_Instruction a_
Count the lines of the listing below that contain the string "tree", and reply with the number alone.

_Supplied text_

┄┄┄┄┄┄┄┄┄┄

ACR previously remixed Number in 2020 on Number's debut Binary, a track called Wedge, and then Number remixed A Certain Ratio on Estate Kings, a track from ACR's It All Comes Down To This that was on Sounds From The Flightpath Estate Volume 2 last year.
Amber is the opening song on Number's second album, Pollinate, out last week, their early 80s, Talking Heads, NY disco, punk- funk sounds spread out over ten tracks. It's followed by Let's Stamp On It, a funky dark disco/ electro wiggle. Other highlights include Discoid- a slinky, gliding, synth funk protest against capitalism and consumerism- and Rebel Corners- a lone guitar line in a world of echo and percussion. On Smoke In The Skies Number go 80s alt pop, the New Order- esque playing and production a brightly coloured counterpoint to lyrics about Gaza, Syria and Sudan.
There's loads more on Pollinate, something to enjoy round every corner, an album that's fresh, inventive and packed with tunes. You can listen and buy at Bandcamp.
A few weekends ago No Badger Required posted about My Bloody Valentine's 1988 album Isn't Anything as part of the weekly Almost Perfect Albums series. Isn't Anything is indeed almost perfect, the band finding their way towards the noise and sound that existed inside Kevin Shields' head- walls of guitar noise, half asleep vocals, loud guitars, distorted guitars, hazy, gauze- like guitars, woozy guitars that lurch sounding like a tape that's been stretched and is spooling out of control, a swooning, out of body trance inducing set of songs that was like little else in 1988. Noise as beauty.

┄┄┄┄┄┄┄┄┄┄

_Extracted data_
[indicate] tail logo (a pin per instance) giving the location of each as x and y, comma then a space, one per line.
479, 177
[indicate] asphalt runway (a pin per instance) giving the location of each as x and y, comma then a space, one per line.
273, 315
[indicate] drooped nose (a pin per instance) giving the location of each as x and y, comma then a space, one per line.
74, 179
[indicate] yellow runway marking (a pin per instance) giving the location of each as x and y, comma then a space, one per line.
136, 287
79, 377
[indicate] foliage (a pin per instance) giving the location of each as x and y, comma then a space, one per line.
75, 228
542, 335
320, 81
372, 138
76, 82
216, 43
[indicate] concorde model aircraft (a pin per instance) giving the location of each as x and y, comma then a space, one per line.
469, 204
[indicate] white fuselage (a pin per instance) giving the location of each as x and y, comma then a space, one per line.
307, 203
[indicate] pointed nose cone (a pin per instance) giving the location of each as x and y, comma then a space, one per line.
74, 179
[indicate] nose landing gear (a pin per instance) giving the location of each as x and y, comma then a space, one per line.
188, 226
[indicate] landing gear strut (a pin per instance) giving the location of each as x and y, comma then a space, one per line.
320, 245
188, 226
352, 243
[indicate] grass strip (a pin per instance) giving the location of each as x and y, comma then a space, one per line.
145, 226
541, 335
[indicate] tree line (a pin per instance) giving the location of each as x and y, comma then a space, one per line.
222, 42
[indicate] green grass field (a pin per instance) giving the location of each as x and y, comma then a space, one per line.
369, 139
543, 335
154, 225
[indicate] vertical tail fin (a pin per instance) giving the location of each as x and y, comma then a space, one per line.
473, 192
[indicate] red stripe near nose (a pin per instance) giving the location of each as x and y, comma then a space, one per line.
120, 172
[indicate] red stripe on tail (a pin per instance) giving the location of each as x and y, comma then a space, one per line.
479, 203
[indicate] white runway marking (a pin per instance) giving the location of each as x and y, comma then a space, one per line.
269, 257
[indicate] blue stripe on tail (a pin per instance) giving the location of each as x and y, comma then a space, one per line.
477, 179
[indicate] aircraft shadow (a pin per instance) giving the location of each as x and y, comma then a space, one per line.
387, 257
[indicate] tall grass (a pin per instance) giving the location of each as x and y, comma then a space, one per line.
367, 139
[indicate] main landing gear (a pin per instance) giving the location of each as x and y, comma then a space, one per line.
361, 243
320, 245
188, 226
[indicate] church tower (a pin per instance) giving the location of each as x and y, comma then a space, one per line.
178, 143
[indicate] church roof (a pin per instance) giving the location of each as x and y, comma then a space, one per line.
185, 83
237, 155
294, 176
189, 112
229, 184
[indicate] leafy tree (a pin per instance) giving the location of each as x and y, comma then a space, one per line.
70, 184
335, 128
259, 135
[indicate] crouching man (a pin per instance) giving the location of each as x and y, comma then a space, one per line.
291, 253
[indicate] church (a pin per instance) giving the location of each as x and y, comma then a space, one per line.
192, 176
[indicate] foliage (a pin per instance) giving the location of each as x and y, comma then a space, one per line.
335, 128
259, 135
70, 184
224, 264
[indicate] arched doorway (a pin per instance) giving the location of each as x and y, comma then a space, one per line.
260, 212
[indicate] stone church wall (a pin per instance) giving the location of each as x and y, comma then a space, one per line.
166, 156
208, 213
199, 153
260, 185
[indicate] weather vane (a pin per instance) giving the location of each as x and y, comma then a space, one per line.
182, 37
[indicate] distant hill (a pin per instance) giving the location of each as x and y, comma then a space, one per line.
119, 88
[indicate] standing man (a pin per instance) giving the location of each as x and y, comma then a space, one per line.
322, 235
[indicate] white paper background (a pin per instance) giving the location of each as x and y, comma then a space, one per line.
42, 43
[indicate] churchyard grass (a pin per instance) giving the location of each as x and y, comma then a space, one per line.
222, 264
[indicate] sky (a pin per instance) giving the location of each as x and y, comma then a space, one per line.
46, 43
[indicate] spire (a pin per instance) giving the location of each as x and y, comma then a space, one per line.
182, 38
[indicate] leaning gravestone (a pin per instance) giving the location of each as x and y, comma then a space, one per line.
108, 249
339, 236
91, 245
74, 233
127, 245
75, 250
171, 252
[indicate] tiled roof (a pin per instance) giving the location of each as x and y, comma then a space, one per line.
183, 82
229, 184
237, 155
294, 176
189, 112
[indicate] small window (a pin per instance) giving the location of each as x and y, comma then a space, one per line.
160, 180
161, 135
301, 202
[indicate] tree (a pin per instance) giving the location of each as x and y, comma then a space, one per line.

┄┄┄┄┄┄┄┄┄┄

_Instruction b_
For each statement, decide whether it agrees with the music review above, answering yes or no and quoting the words of the review that settle it. (i) Pollinate is Number's second album. (ii) Pollinate is made up of twelve tracks. (iii) My Bloody Valentine released Isn't Anything in 1988.

_Result a_
3

_Result b_
(i) Yes: "Amber is the opening song on Number's second album, Pollinate"
(ii) No: "spread out over ten tracks"
(iii) Yes: "My Bloody Valentine's 1988 album Isn't Anything"